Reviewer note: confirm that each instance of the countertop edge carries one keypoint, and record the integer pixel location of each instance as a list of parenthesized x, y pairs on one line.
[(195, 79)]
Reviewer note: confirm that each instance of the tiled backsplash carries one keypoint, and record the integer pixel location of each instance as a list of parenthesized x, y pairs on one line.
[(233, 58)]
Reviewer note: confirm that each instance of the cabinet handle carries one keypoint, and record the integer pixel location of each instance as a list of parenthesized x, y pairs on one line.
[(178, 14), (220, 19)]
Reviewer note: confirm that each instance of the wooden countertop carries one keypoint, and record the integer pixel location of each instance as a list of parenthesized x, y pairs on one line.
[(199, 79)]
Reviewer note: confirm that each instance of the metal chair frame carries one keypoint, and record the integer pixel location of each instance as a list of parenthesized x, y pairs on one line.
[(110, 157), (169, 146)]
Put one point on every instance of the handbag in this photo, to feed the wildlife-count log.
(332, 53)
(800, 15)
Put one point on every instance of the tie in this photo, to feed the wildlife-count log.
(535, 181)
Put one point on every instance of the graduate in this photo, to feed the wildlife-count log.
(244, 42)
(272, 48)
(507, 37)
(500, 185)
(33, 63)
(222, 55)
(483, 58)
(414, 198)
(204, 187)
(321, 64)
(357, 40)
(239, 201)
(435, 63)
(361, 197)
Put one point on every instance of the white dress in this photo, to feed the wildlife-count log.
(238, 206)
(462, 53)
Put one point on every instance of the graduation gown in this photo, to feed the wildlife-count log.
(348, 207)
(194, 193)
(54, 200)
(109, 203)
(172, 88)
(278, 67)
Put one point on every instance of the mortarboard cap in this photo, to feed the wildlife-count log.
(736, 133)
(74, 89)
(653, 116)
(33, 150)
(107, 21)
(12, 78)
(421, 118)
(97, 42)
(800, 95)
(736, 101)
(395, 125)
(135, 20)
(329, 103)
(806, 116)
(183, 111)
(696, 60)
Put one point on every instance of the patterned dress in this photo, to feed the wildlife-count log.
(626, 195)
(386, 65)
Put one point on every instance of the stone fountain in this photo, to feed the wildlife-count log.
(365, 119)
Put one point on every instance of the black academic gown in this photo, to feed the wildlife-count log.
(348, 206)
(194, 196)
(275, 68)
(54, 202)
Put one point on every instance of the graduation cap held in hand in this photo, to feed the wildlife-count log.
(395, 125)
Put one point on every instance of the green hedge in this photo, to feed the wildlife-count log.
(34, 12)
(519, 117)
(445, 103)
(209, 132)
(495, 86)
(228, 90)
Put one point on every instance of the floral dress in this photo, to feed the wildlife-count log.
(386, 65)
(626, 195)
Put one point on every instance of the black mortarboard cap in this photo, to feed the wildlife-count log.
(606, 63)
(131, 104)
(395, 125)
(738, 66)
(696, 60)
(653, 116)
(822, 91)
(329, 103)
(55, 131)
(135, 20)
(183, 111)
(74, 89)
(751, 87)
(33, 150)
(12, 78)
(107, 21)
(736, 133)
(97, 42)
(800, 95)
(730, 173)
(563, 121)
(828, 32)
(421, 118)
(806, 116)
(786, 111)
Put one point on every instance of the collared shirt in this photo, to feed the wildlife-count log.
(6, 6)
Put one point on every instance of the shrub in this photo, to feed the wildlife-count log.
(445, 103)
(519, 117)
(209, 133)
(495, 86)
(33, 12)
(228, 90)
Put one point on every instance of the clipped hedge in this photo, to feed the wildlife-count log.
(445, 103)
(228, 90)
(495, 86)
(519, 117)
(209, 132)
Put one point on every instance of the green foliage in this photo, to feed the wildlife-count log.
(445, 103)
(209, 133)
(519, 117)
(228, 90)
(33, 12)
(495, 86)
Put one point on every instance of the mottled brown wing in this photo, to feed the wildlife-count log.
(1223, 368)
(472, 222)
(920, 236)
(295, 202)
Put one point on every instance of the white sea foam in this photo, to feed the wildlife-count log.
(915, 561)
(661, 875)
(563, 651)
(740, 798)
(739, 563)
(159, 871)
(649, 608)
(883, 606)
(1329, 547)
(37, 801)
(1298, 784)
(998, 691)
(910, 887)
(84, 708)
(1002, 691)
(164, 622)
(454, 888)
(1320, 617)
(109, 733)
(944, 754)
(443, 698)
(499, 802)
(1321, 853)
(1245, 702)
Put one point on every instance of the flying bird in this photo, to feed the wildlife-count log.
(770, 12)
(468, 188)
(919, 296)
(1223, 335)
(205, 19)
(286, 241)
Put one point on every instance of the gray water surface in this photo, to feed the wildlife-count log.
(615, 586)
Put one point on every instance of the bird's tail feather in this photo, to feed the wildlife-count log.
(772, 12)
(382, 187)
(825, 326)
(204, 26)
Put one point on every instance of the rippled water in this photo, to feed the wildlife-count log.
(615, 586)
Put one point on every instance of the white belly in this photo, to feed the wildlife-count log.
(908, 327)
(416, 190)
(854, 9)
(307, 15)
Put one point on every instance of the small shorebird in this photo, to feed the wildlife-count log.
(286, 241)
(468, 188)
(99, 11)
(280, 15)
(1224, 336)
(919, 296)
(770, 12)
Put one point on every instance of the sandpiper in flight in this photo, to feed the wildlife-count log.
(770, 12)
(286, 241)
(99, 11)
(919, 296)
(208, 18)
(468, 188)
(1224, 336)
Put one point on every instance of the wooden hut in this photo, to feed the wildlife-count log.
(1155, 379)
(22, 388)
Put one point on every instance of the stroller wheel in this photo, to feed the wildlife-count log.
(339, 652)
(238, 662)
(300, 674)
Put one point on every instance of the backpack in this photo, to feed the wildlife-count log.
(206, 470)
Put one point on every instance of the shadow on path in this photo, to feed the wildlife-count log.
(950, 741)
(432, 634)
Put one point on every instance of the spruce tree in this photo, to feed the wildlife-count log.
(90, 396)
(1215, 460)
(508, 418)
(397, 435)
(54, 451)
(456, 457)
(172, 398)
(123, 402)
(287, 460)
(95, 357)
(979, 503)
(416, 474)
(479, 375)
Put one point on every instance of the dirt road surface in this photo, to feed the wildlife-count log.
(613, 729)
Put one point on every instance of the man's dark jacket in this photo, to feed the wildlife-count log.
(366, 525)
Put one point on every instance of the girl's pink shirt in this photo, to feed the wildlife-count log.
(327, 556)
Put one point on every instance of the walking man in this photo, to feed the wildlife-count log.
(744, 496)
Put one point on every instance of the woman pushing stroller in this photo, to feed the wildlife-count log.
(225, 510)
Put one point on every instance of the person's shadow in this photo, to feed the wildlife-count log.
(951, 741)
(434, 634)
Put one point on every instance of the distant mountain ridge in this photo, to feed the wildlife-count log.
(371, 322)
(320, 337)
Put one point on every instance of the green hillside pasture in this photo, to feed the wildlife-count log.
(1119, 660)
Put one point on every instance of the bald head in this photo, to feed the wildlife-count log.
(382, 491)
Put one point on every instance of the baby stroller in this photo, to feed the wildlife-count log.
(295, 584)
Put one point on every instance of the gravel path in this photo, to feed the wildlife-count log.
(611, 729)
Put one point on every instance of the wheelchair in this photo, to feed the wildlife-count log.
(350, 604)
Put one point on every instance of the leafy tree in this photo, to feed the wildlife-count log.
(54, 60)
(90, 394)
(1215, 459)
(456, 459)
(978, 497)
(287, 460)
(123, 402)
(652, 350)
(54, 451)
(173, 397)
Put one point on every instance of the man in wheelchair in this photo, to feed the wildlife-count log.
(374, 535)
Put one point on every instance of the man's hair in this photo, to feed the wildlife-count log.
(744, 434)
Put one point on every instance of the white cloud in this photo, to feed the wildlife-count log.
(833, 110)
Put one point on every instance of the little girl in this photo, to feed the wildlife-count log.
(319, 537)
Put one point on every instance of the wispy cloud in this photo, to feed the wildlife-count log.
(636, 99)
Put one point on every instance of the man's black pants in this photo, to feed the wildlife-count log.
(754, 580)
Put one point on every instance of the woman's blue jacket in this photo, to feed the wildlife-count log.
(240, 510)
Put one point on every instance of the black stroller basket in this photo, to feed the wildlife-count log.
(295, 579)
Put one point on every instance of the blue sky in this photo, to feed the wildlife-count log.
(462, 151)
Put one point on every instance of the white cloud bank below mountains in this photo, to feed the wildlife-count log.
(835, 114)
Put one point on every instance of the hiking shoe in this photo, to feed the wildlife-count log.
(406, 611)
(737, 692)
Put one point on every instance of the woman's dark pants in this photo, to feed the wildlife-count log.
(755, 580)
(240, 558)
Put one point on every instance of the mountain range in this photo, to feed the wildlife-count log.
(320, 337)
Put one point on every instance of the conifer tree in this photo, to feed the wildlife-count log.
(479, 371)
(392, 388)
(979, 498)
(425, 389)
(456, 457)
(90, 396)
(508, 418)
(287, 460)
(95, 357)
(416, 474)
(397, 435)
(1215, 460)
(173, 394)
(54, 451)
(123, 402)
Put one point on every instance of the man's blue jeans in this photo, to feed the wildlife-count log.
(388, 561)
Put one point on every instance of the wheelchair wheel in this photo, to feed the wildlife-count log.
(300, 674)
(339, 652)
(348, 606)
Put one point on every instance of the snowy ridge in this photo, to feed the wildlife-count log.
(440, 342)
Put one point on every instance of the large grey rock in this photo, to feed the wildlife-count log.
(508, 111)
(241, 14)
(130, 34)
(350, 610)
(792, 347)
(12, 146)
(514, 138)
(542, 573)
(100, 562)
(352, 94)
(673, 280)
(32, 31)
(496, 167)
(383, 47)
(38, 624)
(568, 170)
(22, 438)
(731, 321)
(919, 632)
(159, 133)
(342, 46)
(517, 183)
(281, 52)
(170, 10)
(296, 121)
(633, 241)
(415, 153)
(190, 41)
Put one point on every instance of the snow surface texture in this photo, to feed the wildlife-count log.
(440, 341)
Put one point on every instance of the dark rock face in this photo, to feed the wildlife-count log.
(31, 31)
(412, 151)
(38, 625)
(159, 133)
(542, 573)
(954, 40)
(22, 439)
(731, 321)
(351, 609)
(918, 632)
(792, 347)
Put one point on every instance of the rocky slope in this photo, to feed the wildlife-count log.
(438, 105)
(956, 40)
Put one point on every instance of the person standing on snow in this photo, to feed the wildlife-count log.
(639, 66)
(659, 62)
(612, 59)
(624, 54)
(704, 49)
◇ ◇ ◇ ◇ ◇ ◇ ◇
ASSIGNED TASK:
The lines from the one containing "Put one point on every instance of the wheelchair wheel" through the last line of the material above are to be copied exactly, both ends included.

EXPECTED ANSWER:
Put one point on every instance of the wheelchair wheel in this photo, to feed the wildlife-count log.
(300, 674)
(339, 652)
(348, 606)
Put one point on every instance of the snowy ridge in this photo, to feed the wildlife-count log.
(440, 342)
Put one point on every instance of the large grey rock in this photo, to feed the wildlife-count log.
(508, 111)
(241, 14)
(130, 34)
(350, 610)
(792, 347)
(12, 146)
(514, 138)
(542, 573)
(100, 562)
(352, 94)
(673, 280)
(32, 31)
(496, 167)
(383, 47)
(38, 624)
(568, 170)
(22, 438)
(731, 321)
(919, 632)
(159, 133)
(342, 46)
(517, 183)
(281, 52)
(170, 10)
(296, 121)
(633, 241)
(415, 153)
(190, 41)
Put one point on every instance of the snow surface texture in this photo, to feed the wildlife-count log.
(440, 341)
Put one point on every instance of the dark rock face in this photo, to feed the wildlife-count log.
(31, 31)
(412, 151)
(38, 625)
(159, 133)
(542, 573)
(954, 40)
(22, 439)
(731, 321)
(351, 609)
(918, 632)
(792, 347)
Put one point on every instance of the rocky slope in this photo, to feed the wildlife-count log.
(438, 105)
(956, 40)
Put one point on every instance of the person standing on snow in this photo, to feed the wildlife-count log.
(639, 66)
(659, 62)
(612, 59)
(624, 54)
(704, 49)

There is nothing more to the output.